* DIRECTIONS FOR THIS TASK
In the text on Africa's food systems, what share of commercial credit across the continent does Lionel Zinzou say food production accounts for?

* TEXT BLOCK
Opening discussions around the future of Africa’s food systems, Lionel Zinzou – the former Prime Minister of Benin and Founder and Managing Partner of Southbridge – was in no doubt about the significance of the issues involved.
“Food production is more important in Africa than elsewhere,” he said. “Across the continent, the sector accounts for around 25 percent of GDP and 50 percent of the workforce. But it only accounts for around 2 percent of commercial credit.”
He therefore believes agriculture needs to be at the heart of government thinking. “You cannot have a viable, progressive food system if you don’t have a truly systemic policy around agriculture,” he continued. And he was in doubt about the most important factor for future success: “Getting a good income for farmers has to be the number one priority for policy, as it is the number one parameter for inclusive growth.”
Fellow panellist the Hon. Musa Humma, Director of Agriculture at The Gambia’s Department of Agriculture highlighted how much progress is needed to place farmers at the heart of the agricultural value chain.
“In the Gambia, the situation is that farmers sell at the farm gate, they are mostly not involved in food processing,” he said. “This means they are mostly involved with the raw materials – others gain the higher levels of benefit. Farmers need to move to a higher level of the food chain if they are going to progress beyond subsistence farming.”
However, some panellists believe that a shift is underway that will result in a new approach. Barbara Stinson, President of the World Food Prize Foundation, said: “I believe that the call for transformation has never been stronger.
“The groundswell has been reached – and I believe we may look back at this time, even with the COVID-19 pandemic, and see that we are starting on a new trajectory to overcome the challenges involved in producing safe, affordable, nutritious food for all, sustainably and all year round.”

* EXTRACTED DATA
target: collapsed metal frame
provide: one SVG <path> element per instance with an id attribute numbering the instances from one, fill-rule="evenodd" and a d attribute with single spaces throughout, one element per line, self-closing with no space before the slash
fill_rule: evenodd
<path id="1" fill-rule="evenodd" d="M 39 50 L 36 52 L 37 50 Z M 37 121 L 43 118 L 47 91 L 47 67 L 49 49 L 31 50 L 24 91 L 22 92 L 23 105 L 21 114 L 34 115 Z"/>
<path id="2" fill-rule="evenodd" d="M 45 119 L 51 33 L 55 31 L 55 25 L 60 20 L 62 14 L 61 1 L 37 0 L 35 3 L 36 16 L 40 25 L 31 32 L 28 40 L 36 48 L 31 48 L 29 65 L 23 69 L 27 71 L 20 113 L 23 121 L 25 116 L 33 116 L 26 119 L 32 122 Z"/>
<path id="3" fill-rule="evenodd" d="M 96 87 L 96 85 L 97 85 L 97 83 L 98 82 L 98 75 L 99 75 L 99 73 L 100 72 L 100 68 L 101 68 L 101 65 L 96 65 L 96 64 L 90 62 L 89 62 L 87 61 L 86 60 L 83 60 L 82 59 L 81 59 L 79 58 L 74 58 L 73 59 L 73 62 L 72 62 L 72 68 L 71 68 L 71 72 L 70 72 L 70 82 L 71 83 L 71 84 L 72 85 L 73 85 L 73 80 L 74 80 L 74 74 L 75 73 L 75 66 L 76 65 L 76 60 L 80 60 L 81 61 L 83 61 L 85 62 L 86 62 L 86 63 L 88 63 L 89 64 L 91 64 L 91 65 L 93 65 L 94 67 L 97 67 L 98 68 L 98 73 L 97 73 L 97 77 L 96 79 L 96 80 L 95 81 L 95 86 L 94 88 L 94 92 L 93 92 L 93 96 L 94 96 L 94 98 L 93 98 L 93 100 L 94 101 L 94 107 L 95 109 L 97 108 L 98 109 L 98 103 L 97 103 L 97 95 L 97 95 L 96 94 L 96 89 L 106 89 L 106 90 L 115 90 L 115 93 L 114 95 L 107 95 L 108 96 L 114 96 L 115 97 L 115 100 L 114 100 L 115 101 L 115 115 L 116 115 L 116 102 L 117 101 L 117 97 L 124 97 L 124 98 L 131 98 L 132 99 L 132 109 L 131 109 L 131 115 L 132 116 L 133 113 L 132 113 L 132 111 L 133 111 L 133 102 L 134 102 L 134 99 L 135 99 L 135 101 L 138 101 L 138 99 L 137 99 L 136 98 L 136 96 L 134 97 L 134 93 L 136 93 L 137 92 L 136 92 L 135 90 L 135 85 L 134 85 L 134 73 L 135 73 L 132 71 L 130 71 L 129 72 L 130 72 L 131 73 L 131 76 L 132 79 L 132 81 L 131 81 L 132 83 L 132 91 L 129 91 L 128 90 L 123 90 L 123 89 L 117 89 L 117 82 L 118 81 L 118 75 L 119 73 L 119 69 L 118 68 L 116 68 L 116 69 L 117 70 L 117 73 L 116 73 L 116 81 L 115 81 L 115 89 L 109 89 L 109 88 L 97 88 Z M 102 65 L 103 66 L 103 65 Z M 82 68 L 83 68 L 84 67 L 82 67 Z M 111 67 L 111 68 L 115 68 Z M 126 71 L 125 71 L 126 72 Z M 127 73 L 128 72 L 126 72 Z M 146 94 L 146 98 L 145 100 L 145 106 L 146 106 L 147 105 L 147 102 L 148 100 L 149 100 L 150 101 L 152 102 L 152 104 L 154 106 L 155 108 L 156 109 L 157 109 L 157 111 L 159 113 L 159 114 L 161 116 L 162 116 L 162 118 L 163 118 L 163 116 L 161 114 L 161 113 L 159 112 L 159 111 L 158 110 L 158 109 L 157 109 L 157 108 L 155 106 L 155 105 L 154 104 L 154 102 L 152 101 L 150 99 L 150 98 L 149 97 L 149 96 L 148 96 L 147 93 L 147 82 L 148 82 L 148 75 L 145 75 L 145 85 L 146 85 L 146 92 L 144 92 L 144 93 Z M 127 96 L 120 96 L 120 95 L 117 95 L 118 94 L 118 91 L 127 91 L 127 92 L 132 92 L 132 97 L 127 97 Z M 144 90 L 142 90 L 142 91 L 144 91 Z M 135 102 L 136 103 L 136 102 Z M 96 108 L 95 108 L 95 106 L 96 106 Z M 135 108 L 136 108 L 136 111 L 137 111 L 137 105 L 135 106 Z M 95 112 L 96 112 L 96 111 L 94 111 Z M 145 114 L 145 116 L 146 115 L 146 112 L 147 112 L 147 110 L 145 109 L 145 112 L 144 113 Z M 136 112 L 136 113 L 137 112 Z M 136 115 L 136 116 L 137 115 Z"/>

* SOLVED EXERCISE
Around 2 percent.